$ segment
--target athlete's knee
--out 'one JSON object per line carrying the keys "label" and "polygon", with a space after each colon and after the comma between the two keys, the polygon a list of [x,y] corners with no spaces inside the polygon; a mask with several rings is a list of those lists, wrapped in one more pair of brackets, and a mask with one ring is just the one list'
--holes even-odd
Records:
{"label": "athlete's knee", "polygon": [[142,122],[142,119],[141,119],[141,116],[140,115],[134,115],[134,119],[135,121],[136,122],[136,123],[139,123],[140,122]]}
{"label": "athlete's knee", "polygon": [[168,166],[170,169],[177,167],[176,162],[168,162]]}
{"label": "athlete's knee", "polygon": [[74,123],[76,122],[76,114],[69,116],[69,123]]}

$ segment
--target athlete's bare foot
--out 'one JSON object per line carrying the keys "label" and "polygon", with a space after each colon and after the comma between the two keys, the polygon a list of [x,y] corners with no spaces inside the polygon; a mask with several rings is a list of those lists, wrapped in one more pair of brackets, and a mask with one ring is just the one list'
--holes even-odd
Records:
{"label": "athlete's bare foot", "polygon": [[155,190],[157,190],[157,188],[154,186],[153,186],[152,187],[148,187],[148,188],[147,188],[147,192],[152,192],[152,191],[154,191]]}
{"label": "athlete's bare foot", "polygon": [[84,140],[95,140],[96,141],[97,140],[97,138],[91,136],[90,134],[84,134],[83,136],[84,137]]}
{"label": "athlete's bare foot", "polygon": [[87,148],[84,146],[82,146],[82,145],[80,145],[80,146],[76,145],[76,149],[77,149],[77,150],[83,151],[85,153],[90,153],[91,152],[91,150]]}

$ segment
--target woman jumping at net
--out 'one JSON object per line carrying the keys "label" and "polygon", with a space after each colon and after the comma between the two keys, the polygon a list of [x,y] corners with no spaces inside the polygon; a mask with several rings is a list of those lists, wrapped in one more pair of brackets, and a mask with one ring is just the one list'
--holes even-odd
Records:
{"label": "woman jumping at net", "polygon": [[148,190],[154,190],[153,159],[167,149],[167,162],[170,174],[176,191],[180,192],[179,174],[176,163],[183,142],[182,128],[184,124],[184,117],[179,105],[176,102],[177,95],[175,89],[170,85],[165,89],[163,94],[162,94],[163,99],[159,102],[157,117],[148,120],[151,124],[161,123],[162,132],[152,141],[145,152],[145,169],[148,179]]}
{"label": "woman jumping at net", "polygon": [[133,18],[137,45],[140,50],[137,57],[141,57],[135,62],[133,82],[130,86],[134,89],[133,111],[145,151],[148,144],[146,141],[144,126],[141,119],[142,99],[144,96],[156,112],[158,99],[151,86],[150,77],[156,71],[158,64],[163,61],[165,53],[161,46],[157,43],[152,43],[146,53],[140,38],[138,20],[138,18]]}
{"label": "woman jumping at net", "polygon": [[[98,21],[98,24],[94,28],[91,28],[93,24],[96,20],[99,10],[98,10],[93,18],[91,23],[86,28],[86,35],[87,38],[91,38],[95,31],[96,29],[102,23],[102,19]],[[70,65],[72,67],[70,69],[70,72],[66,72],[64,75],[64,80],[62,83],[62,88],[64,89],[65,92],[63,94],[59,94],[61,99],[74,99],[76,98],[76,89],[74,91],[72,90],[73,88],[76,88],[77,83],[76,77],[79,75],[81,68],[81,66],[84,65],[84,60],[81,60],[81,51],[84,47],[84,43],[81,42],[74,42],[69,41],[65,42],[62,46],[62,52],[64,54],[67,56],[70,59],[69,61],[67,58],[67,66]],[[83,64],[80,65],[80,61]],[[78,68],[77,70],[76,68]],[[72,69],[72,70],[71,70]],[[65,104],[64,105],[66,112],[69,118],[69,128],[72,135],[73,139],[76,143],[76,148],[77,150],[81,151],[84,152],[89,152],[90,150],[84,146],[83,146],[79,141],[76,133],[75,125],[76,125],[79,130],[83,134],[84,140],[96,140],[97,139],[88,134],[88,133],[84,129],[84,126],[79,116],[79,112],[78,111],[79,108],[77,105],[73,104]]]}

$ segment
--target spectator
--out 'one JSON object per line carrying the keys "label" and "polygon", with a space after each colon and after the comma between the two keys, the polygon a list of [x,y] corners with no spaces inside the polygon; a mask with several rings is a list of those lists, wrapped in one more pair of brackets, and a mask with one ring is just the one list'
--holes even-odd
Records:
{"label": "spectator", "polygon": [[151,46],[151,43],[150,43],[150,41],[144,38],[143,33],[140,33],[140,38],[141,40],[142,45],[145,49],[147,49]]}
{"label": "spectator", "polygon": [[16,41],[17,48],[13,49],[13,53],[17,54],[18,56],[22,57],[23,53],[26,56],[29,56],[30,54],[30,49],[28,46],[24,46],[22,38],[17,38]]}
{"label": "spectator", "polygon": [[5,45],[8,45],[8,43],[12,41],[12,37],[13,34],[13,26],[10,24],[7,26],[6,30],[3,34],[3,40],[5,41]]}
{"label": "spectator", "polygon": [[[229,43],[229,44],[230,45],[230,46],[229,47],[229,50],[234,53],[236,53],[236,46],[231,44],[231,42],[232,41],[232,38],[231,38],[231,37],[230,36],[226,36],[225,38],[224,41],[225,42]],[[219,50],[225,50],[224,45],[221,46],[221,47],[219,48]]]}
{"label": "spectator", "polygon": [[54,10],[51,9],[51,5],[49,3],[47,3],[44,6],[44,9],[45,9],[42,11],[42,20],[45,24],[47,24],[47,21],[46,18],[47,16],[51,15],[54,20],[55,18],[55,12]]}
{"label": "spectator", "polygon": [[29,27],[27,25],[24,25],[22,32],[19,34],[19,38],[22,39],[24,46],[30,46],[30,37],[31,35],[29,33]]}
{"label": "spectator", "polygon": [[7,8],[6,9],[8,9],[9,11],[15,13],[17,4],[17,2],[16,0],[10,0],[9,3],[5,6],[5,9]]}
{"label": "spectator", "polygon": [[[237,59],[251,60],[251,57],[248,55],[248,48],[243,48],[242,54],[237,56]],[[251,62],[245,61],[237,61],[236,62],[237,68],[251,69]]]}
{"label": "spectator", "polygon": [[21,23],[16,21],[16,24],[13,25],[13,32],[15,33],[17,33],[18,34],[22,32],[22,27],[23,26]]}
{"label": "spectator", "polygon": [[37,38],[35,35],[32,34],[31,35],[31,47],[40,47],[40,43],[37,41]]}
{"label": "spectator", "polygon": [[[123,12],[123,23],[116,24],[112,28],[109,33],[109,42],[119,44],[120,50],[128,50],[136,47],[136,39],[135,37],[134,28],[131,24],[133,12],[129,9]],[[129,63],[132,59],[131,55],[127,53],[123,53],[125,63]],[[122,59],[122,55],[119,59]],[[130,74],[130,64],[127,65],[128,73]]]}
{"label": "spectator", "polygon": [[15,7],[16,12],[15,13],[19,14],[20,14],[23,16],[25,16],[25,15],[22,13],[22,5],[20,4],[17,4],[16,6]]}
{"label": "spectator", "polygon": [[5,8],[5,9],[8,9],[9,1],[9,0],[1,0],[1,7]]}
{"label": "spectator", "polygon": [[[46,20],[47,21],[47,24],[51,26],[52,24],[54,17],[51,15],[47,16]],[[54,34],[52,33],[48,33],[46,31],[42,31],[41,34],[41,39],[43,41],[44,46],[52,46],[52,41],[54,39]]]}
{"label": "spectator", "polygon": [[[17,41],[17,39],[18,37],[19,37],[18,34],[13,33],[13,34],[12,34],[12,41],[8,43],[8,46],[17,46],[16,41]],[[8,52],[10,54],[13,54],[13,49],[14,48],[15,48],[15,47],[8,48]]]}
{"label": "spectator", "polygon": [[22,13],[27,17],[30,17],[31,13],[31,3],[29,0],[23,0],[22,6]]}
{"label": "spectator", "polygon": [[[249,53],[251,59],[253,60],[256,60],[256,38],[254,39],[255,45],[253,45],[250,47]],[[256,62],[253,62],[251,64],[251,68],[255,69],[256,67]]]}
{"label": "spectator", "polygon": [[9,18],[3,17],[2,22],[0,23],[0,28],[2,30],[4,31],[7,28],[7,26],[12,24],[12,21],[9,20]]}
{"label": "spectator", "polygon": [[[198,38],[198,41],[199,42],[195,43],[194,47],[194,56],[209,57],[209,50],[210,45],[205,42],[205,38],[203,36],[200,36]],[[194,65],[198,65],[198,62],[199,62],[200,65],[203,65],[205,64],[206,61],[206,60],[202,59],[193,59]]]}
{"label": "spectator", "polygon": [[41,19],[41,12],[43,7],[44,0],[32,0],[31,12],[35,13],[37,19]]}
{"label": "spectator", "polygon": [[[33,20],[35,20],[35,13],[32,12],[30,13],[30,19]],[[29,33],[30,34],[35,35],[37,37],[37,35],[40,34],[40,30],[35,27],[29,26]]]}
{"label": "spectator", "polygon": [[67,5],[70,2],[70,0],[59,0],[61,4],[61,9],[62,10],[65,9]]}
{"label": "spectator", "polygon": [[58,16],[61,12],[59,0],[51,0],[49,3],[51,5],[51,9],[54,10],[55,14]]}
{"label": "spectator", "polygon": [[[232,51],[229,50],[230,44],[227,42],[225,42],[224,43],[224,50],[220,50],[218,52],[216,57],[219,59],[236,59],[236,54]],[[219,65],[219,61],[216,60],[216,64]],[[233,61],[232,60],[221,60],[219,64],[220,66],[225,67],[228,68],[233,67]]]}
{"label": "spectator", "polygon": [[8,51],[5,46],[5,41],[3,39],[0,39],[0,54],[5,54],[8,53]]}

..............................

→ **GIVEN PROBLEM**: Report each line above that contains the string "target".

→ **ANSWER TO THIS PROBLEM**:
--target athlete's knee
--target athlete's bare foot
--target woman jumping at net
--target spectator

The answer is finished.